→ **Tasks for this exercise**:
(1) In the article below about the Encyclopedia of Life launch, condense the paragraph beginning "The project was announced in May of 2007" into a shorter version that keeps its main facts.
(2) Using the article below about the Encyclopedia of Life launch, decide whether each statement agrees with the text. Answer yes or no for each and quote the deciding words.
(a) The project is expected to cost $110.5 million in total.
(b) Plants will be catalogued before animals.
(c) The site was reachable again by press time.

→ **Source document**:

Encyclopedia of Life launched, prepare to wait in line

Like a tourist attraction on opening day, the Encyclopedia of Life today opened its site to the public, and was promptly swamped with visitiors.

The project was announced in May of 2007, and undertook the massive initial task of cataloguing every single of the 1.8 million living animal species upon the Earth today. The first 30,000 pages of data were unveiled this morning, and by midday, the site was inaccessible due to the heavy traffic it was seeing. As of press time, the site was still unreachable.

Philanthropic sponsors The John D. and Catherine T. Macarthur Foundation and the Alfred P. Sloan Foundation contributed a total of $50 million to the fund the project, and it is expected to total $110.5 million in cost, and take another 10 years to build the complete database.

After achieving its initial goal of cataloguing every animal, the site will grow to incorporate every plant, fungus, and microorganism on Earth.

The project already has support from the Biodiversity Heritage Library, a consortium of 10 of the world's leading collections of flora and fauna: The American Museum of Natural History, The Field Museum, The Smithsonian Institution, Harvard University Botany Libraries, Harvard University, Ernst Mayr Library of the Museum of Comparative Zoology, Marine Biological Laboratory of the Woods Hole Oceanographic Institute,The Natrual History Museum, Missouri Botanical Garden, The New York Botanical Garden, and The Royal Botanic Gardens --Kew.

[Image point grounding data]
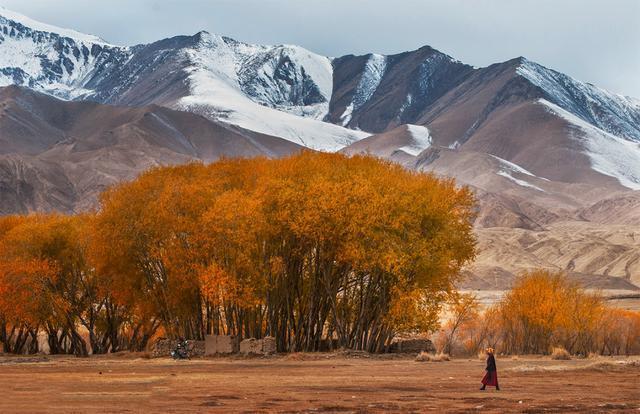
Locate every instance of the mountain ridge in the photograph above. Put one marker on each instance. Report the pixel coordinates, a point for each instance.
(548, 156)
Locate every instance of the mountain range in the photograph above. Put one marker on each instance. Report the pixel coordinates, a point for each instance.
(555, 162)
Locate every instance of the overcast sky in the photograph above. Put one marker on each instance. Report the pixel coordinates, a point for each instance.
(597, 41)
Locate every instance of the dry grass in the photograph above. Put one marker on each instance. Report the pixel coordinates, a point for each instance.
(560, 354)
(609, 365)
(427, 357)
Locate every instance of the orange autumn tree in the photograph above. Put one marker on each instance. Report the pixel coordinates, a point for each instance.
(544, 309)
(307, 248)
(57, 245)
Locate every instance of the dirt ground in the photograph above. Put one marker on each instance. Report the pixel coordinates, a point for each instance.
(314, 383)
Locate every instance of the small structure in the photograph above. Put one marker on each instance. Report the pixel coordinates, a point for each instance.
(164, 346)
(412, 346)
(252, 346)
(221, 345)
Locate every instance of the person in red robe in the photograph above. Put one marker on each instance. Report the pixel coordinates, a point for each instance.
(491, 377)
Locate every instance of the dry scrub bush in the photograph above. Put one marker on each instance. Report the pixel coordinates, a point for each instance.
(545, 310)
(428, 357)
(560, 354)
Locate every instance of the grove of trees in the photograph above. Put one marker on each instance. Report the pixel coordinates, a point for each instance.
(542, 311)
(307, 249)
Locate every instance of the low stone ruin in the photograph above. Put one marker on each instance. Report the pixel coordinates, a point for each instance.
(265, 346)
(164, 346)
(412, 346)
(221, 345)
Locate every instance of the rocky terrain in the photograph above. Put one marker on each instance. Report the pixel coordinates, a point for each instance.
(554, 162)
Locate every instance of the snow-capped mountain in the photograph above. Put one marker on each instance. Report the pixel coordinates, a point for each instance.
(277, 90)
(518, 111)
(539, 148)
(54, 60)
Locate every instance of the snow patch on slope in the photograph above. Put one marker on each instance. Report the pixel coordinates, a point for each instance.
(609, 154)
(522, 183)
(420, 140)
(372, 74)
(616, 114)
(512, 167)
(216, 93)
(43, 27)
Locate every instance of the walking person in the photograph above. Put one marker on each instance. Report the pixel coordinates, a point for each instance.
(491, 377)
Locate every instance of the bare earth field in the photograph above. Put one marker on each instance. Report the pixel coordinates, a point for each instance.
(314, 383)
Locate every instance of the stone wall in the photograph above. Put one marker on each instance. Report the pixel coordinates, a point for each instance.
(253, 346)
(221, 345)
(164, 346)
(412, 346)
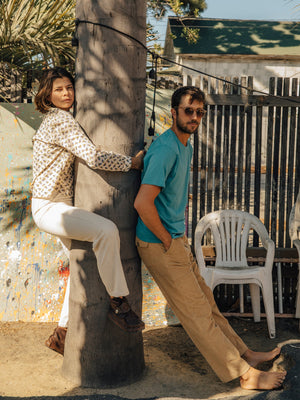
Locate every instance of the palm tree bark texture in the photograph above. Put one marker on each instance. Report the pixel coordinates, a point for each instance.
(110, 96)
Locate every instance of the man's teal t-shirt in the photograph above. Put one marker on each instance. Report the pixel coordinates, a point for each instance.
(167, 165)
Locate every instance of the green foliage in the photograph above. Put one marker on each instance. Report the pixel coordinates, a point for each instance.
(181, 8)
(36, 33)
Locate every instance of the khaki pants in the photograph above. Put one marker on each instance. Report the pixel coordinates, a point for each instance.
(177, 275)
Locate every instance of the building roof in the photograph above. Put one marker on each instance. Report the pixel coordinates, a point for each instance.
(234, 37)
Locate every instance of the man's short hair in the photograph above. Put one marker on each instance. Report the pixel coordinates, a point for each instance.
(194, 92)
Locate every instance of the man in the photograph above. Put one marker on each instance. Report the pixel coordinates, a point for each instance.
(163, 247)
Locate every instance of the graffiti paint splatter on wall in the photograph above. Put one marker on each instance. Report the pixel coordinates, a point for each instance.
(33, 266)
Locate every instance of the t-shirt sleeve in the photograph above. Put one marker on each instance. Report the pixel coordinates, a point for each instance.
(158, 164)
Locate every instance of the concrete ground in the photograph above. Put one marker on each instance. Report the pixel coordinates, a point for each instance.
(174, 367)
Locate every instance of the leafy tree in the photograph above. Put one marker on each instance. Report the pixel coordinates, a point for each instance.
(36, 33)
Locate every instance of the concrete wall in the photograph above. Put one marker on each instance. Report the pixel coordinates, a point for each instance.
(33, 267)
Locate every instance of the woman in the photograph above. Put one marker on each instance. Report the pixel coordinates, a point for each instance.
(55, 145)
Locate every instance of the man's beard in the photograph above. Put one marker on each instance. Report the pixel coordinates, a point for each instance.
(185, 128)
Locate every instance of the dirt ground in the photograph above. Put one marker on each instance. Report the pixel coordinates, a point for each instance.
(174, 367)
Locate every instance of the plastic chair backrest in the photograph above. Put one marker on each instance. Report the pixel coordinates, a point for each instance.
(230, 230)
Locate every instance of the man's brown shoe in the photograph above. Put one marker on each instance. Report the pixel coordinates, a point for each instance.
(122, 315)
(56, 341)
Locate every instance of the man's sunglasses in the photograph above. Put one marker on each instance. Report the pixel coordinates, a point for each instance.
(189, 111)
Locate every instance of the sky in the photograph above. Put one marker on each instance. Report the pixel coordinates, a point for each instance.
(279, 10)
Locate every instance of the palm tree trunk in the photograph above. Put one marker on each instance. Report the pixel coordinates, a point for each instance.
(110, 93)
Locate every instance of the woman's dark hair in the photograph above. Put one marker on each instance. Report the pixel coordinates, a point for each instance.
(194, 92)
(42, 98)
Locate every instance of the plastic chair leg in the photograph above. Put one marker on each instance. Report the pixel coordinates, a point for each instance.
(255, 301)
(267, 293)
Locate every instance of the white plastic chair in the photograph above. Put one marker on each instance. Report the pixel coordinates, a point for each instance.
(294, 231)
(230, 231)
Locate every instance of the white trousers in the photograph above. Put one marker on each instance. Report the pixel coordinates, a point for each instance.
(58, 217)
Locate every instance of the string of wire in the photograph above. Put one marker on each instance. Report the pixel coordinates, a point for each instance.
(156, 56)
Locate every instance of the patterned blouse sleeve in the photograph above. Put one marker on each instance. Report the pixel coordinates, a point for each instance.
(69, 135)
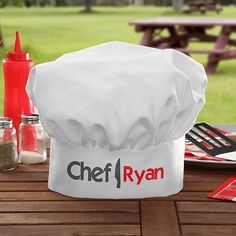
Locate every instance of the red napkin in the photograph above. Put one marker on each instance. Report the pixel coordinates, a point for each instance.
(193, 152)
(226, 191)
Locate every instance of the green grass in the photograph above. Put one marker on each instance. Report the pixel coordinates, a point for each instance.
(48, 33)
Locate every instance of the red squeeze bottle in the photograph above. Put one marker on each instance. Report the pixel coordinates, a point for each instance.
(16, 68)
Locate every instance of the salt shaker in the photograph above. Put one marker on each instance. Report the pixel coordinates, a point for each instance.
(32, 148)
(8, 145)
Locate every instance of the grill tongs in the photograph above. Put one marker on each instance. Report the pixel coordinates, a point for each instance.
(212, 141)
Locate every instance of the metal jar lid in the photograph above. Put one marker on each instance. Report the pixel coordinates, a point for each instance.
(30, 119)
(5, 122)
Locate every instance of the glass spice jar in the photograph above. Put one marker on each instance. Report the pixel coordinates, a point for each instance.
(8, 145)
(32, 148)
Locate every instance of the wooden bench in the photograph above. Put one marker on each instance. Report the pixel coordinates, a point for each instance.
(203, 7)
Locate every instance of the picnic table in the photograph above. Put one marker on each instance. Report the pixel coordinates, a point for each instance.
(182, 31)
(202, 6)
(27, 207)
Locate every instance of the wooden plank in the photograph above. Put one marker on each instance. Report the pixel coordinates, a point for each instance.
(52, 196)
(70, 206)
(26, 177)
(200, 187)
(43, 186)
(206, 177)
(32, 168)
(217, 207)
(202, 169)
(43, 176)
(208, 230)
(209, 218)
(73, 230)
(159, 218)
(68, 218)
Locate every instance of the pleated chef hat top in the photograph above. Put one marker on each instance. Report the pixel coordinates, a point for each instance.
(118, 96)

→ **Completed exercise**:
(1) Announced in May 2007, the project set out to catalogue all 1.8 million living animal species on Earth. Its first 30,000 pages of data went public this morning. By midday heavy traffic had made the site inaccessible, and it was still unreachable at press time.

(2)
(a) Yes: "it is expected to total $110.5 million in cost"
(b) No: "After achieving its initial goal of cataloguing every animal, the site will grow to incorporate every plant, fungus, and microorganism on Earth."
(c) No: "As of press time, the site was still unreachable."